# [Request]
Carry none of the pictures over; write out the complete data exactly.

# [Material supplied]
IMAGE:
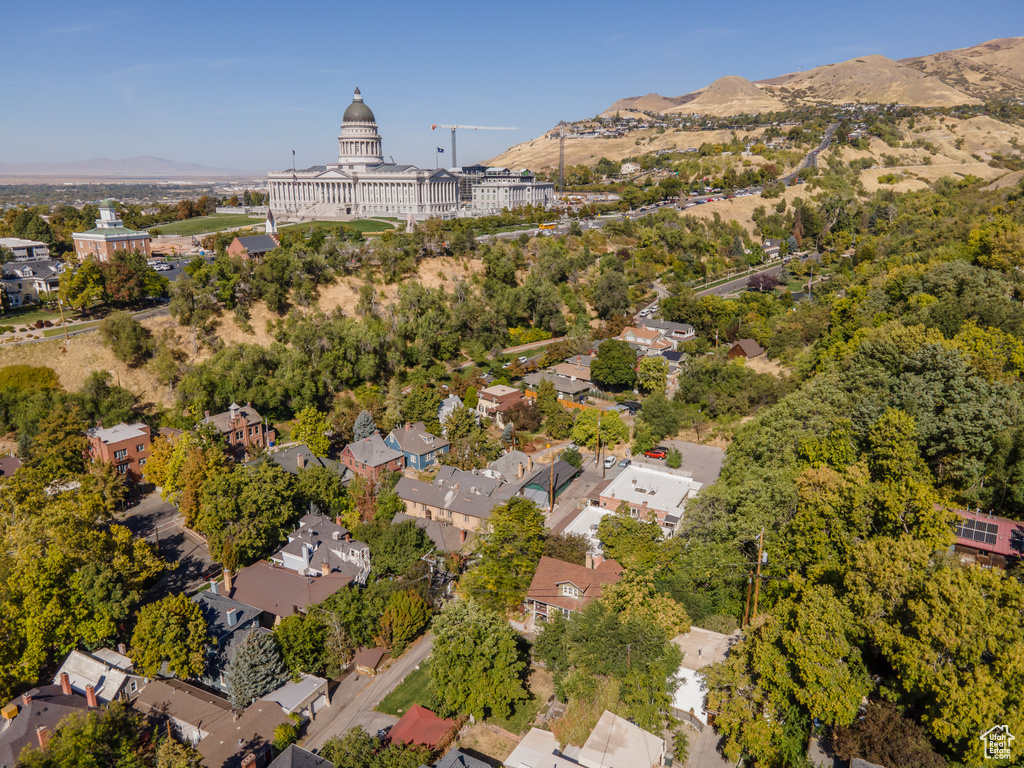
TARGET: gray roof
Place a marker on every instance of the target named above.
(373, 451)
(560, 383)
(458, 759)
(258, 243)
(416, 439)
(215, 609)
(296, 757)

# [Correct output]
IMAGE:
TARGET: gray roof
Place a marker on every instance of the target named above.
(373, 451)
(560, 383)
(458, 759)
(258, 243)
(416, 439)
(215, 609)
(296, 757)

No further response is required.